▶ **DOKUMENTAUSSCHNITT**
************
«Grau zu Grün»: Analyse zum Transformationspotential des Strassenraums in der Stadt Zürich

SVEN EGGIMANN,
PHILIPP LISCHER,
JANINE BOLLIGER,

Begrünung des städtischen Strassenraums ist eine Chance, Grünflächen in Städten zu vergrössern, die ökologische Vernetzung oder die Erreichbarkeit von Grünflächen zu verbessern und urbane Hitzeinseln zu verhindern. Das Transformationspotential von grau zu grün wurde mit einem neuen, pragmatischen Konzept basierend auf sogenannten «Superblocks» für die Stadt Zürich untersucht. Dieser vielversprechende Ansatz kann einen wichtigen Beitrag zu einer nachhaltigeren Stadtentwicklung leisten.

Grünflächen in der Stadt sind für Mensch und Umwelt von entscheidender Bedeutung: Sie erbringen eine Vielzahl an Ökosystemleistungen, wie die Regulierung des Mikroklimas, ökologische Vernetzung, Reduktion von Lärm, und werden mit einer besseren psychischen Gesundheit in Verbindung gebracht (Kelbaugh 2019). Mit zunehmender urbaner Verdichtung, global schrumpfenden Grünflächen, dem Verlust von Biodiversität und der Entstehung urbaner Hitzeinseln stellt sich die Frage, wie die Bereitstellung von urbanen Grünflächen in Städten gefördert werden kann. Strassenräume sind in urbanen Räumen für einen grossen Flächenverbrauch verantwortlich und weisen daher hohes Potential auf um «graue» in «grüne» Flächen zu transformieren.
************
▶ **BEREITGESTELLTE DATEN**
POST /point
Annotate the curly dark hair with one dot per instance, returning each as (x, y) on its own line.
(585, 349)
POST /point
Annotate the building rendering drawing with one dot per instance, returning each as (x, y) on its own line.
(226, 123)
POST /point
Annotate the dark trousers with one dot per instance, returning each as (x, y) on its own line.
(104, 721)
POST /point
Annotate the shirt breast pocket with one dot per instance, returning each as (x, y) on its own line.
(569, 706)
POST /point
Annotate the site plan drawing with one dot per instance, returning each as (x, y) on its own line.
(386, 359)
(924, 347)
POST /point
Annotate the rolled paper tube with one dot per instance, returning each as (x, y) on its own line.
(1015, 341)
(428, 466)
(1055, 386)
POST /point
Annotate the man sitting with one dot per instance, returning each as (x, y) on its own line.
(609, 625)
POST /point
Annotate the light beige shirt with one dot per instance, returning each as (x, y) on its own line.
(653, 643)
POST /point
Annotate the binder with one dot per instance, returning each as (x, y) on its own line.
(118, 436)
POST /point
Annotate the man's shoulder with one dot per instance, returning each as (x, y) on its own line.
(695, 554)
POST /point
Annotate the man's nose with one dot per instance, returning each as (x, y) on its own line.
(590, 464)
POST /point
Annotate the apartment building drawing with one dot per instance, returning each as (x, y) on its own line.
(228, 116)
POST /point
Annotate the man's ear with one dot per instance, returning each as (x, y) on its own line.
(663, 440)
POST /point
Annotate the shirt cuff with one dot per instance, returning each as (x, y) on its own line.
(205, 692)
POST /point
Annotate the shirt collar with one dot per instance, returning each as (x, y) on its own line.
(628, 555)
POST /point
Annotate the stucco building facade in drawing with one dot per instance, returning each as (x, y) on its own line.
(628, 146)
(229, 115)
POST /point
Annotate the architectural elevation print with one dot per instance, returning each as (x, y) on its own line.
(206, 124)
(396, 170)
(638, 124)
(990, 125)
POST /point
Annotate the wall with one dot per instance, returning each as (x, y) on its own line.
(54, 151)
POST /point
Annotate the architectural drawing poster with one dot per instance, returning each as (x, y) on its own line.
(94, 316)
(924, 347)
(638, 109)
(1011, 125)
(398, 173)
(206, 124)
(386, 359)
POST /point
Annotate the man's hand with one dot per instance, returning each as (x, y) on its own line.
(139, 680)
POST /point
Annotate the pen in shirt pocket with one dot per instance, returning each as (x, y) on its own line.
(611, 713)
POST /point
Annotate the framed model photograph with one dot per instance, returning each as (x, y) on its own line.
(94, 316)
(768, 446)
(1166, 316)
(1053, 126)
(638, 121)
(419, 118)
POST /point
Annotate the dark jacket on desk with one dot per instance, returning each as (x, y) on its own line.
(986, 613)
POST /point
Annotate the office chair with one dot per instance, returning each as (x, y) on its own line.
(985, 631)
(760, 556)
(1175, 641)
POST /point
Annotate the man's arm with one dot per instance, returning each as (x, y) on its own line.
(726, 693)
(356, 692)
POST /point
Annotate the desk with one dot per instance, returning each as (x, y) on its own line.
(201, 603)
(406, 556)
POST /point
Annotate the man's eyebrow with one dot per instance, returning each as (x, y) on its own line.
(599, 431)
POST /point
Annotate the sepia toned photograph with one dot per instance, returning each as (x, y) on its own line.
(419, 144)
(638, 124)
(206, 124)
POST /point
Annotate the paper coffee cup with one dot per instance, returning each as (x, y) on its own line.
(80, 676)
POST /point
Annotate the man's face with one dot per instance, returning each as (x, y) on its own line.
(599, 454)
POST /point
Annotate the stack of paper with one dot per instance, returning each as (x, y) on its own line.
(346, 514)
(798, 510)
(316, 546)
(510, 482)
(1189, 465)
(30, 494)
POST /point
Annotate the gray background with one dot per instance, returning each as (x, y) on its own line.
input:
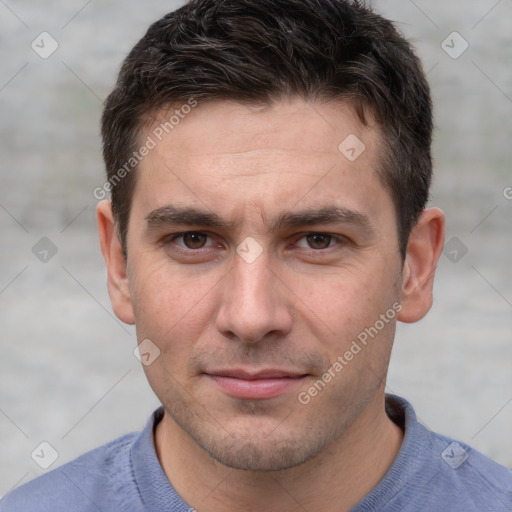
(68, 374)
************
▶ **AUFGABENSTELLUNG**
Worauf basiert laut dem Dokumentausschnitt zur Begrünung des Strassenraums in Zürich das neue, pragmatische Konzept, mit dem das Transformationspotential untersucht wurde?

▶ **ANTWORT**
Auf sogenannten «Superblocks».